• Reading passage
We needed support for the market from the Fed, and we got that. And we needed a fiscal response to replace the lost income from sheltering in place. And I think it's really important to spend a couple of minutes thinking about this concept of lost income from sheltering in place.
So as we think about it, we're going to see a giant hole, call a chasm, in the economy in the second and third quarters, and I want to give some context for this. Through all of the global financial crisis, the worst that incomes fell was a little short of 4%. We have an economy which is running at $20 trillion a year plus, so that's about $5 trillion worth of income that the United States generates every quarter.
We are forecasting not a 4% drop but a 10% absolute drop, not annualized, in the second quarter, with only a small rebound in the third quarter. So the way I think of that, the way we think of that, is of that $5 trillion in the second quarter, $500 billion worth of income is missing, is unavailable to service debt and to pay back lenders and bond holders such as us. And by us, I mean all of us on this call.
And then in the third quarter we'll need another 500 billion. And we won't actually see income get back up to where it was at the fourth quarter 2019 for about three years. And frankly, if our forecasts are right, we won't see the economy get back to the trend line it had been on before this terrible pandemic for the better part of a decade.
Contrasting that chasm, contrasting that valley, that lack of income, there has been fiscal response. And so, again, as we've calculated, between extended unemployment insurance and one-time checks, and other measures under the CARES Act, there's about $1.6 trillion, if we include in the PPP program and the money given directly to consumers, that covers, that more than covers two-quarters of the loss of income, which would allow most individuals and businesses to cover their expenses during this period of self-imposed quarantine.

• Data excerpts
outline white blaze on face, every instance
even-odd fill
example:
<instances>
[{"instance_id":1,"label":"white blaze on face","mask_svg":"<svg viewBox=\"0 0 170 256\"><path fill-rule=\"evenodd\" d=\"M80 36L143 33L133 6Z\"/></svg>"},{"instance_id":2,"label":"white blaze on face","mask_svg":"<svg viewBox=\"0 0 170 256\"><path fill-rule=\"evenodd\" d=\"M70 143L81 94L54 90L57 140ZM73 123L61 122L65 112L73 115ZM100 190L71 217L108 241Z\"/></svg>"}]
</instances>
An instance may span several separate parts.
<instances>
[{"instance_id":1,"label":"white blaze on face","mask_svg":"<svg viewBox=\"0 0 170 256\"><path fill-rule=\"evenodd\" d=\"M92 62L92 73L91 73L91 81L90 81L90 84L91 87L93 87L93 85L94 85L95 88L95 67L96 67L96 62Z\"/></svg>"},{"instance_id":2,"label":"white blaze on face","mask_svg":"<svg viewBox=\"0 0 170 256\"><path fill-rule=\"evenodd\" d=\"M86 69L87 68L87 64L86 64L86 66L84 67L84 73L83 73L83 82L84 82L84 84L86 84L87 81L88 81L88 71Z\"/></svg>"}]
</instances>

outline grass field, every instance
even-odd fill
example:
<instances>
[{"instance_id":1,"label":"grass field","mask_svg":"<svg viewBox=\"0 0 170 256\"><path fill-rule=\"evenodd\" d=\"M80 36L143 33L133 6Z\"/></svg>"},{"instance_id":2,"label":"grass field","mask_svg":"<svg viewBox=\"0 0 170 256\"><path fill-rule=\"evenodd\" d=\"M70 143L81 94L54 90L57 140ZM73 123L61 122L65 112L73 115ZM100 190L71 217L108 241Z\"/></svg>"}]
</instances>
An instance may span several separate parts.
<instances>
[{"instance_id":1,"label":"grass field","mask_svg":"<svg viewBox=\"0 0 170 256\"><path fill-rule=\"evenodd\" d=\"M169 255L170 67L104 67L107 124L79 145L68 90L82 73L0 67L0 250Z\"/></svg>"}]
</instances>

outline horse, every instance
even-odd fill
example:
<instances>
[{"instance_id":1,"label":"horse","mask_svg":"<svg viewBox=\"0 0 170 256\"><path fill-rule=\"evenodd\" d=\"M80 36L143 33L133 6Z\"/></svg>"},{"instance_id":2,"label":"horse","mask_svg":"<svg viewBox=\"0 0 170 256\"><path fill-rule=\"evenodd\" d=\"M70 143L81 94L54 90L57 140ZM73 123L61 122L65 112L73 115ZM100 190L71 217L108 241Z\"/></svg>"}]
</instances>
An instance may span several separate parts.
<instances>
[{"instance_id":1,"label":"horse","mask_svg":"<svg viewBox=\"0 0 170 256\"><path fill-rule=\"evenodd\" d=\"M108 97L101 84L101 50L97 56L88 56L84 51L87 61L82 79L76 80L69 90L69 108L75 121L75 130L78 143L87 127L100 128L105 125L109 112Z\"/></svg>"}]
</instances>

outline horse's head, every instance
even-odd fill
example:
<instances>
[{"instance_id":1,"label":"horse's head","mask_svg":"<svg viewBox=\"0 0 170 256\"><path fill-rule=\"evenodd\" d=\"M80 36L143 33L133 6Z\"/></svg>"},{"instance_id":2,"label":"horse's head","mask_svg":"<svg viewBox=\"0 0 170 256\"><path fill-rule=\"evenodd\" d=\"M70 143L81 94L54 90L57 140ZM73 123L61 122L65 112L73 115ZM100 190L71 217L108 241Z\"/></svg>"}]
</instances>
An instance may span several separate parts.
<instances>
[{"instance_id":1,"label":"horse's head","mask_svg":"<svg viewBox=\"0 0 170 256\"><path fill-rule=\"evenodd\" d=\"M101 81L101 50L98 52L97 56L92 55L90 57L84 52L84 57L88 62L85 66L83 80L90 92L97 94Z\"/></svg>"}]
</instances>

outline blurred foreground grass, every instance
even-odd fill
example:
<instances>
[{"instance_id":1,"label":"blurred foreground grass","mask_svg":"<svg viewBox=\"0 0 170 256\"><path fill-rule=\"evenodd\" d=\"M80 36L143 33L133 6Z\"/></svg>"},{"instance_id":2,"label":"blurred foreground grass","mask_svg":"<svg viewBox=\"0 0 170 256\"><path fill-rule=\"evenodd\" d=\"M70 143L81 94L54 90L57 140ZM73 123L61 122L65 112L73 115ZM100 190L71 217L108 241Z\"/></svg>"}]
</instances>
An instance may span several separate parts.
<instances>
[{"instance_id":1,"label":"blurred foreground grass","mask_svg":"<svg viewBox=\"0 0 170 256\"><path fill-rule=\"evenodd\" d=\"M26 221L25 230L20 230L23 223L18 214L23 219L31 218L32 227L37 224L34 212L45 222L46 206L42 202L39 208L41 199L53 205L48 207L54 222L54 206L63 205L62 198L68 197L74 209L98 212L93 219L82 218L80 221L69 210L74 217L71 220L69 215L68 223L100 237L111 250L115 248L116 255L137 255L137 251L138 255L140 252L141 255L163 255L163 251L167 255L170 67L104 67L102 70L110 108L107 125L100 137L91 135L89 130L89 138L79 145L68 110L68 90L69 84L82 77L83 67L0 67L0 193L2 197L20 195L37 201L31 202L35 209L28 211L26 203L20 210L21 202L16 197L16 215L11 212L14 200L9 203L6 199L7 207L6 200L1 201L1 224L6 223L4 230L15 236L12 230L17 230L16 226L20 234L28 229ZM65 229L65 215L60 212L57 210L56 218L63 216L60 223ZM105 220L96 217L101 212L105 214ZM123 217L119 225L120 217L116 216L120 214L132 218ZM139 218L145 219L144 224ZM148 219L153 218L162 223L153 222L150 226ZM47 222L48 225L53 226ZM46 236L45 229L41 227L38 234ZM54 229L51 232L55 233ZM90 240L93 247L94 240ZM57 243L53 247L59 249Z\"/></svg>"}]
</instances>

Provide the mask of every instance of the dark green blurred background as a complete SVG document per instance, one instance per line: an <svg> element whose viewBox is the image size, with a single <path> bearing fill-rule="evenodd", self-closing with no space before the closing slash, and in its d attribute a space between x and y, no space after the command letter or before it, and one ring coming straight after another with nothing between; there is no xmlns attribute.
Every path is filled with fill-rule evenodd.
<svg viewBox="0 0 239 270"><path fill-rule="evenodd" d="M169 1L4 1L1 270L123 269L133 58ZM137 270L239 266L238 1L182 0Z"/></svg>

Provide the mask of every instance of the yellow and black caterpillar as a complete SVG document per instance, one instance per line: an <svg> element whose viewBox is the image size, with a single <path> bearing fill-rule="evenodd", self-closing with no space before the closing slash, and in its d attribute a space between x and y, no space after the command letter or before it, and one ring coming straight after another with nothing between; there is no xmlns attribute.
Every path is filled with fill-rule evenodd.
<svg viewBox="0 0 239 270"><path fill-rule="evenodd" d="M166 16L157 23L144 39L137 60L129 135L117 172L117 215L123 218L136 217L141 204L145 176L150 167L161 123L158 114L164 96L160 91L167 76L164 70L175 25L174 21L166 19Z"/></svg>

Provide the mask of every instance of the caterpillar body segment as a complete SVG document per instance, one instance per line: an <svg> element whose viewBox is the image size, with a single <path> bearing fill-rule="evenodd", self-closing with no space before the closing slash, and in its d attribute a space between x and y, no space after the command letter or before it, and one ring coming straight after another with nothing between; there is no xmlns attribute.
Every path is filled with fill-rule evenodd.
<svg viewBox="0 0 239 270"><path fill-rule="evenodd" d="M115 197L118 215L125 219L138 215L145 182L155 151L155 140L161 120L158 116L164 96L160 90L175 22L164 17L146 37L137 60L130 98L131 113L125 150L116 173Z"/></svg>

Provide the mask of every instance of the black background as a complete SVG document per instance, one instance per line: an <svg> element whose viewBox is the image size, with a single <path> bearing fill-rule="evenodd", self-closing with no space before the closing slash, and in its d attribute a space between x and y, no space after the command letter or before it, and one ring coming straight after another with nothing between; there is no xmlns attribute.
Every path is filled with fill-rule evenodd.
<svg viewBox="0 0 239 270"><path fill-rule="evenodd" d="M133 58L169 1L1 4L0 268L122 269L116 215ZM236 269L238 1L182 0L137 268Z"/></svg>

• Prompt
Rewrite the passage on the economic outlook from "And then in" to "of self-imposed quarantine.", changing "pandemic" to "outbreak". The listing has nothing to do with the passage on the economic outlook.

• Exercise solution
And then in the third quarter we'll need another 500 billion. And we won't actually see income get back up to where it was at the fourth quarter 2019 for about three years. And frankly, if our forecasts are right, we won't see the economy get back to the trend line it had been on before this terrible outbreak for the better part of a decade.
Contrasting that chasm, contrasting that valley, that lack of income, there has been fiscal response. And so, again, as we've calculated, between extended unemployment insurance and one-time checks, and other measures under the CARES Act, there's about $1.6 trillion, if we include in the PPP program and the money given directly to consumers, that covers, that more than covers two-quarters of the loss of income, which would allow most individuals and businesses to cover their expenses during this period of self-imposed quarantine.